(Point-per-instance localization data)
* * * * * * * * *

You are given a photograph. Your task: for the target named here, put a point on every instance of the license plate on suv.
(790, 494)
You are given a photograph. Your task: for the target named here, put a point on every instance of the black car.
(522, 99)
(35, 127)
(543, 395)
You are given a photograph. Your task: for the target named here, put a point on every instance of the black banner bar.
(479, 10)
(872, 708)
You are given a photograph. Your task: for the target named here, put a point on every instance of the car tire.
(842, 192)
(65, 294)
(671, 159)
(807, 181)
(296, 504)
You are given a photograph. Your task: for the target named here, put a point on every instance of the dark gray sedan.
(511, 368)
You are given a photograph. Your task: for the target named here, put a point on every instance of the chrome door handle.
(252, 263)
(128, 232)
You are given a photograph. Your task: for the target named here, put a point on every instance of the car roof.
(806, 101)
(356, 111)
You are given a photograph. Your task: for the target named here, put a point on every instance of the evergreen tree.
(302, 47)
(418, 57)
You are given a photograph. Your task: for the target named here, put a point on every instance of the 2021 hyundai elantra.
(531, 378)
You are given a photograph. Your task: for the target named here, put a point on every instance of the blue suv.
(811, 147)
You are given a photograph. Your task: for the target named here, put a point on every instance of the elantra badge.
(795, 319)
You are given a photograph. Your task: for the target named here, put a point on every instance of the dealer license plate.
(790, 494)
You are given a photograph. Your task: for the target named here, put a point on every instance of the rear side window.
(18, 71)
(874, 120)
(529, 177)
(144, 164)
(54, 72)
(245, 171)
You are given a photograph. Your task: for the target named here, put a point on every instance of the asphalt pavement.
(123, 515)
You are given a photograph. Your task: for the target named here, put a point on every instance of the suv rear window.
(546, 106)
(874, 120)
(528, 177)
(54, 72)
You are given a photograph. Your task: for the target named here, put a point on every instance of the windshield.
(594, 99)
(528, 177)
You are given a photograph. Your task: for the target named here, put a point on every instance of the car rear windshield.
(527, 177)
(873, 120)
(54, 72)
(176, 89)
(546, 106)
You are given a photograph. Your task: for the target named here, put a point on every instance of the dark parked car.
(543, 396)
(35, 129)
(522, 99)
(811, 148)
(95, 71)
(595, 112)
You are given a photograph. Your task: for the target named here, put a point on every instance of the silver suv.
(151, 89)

* * * * * * * * *

Work item. What you return must match the records exactly, down to the last line.

Response below.
You are given a photograph. Your task: for the target named here, put a point on every instance of the license plate on suv.
(790, 494)
You are given a photograph. Your task: for the target named here, put a point on every instance of the black car.
(522, 99)
(35, 127)
(543, 395)
You are given a photograph. Your task: for the target named here, put a point on every instance of the black banner bar.
(479, 10)
(872, 708)
You are given a photograph. Your task: for the target named here, put a point on every instance of the car tire.
(842, 192)
(65, 294)
(671, 159)
(807, 181)
(296, 504)
You are given a photograph. Your task: for the target named here, put a point on every instance of the dark gray sedan.
(511, 368)
You are given a photograph. Your task: for the target named here, put a point on every instance of the chrome door handle.
(252, 263)
(128, 232)
You are given a photograph. Your task: for the target named here, put a point on every instance of the car roof.
(806, 101)
(356, 111)
You are given a photograph. Your task: for the target named here, put a point on every instance of the evergreen tree.
(302, 47)
(418, 57)
You are given a photograph. Your task: for the target named here, put a point on every instance of the 2021 hyundai elantra.
(531, 378)
You are given a photograph. Your task: for the target named here, put a point on every instance of the blue suv.
(811, 147)
You are given a photograph. Your task: for the target named here, put a point on every instance of the elantra badge.
(795, 319)
You are given a photograph. Your task: for the target named here, put a point on every instance of the dealer license plate.
(790, 494)
You are given a photograph. Your task: for the target named here, put a point on every instance of the rear side window.
(18, 71)
(874, 120)
(529, 177)
(144, 164)
(54, 72)
(245, 171)
You are given a photograph. Your task: for the target named here, put a point on every instance of the asphalt pavement.
(123, 515)
You are given a photograph. Your task: for the target named here, put a point on every instance of the suv rear window.
(546, 106)
(874, 120)
(528, 177)
(54, 72)
You are given a photograph. Your task: for the target named here, put a point on every instance of the windshield.
(594, 99)
(528, 177)
You are given a photograph. Your task: for the target named here, put a point on every instance of the car rear windshield.
(527, 177)
(873, 120)
(54, 72)
(176, 89)
(546, 106)
You are given a photograph. Your task: for the target named here, put a point on every instance of the dark parked car.
(543, 396)
(35, 129)
(522, 99)
(811, 148)
(95, 71)
(595, 112)
You are given a photograph. Your task: for the target named here, put a point on every instance of the silver suv.
(151, 89)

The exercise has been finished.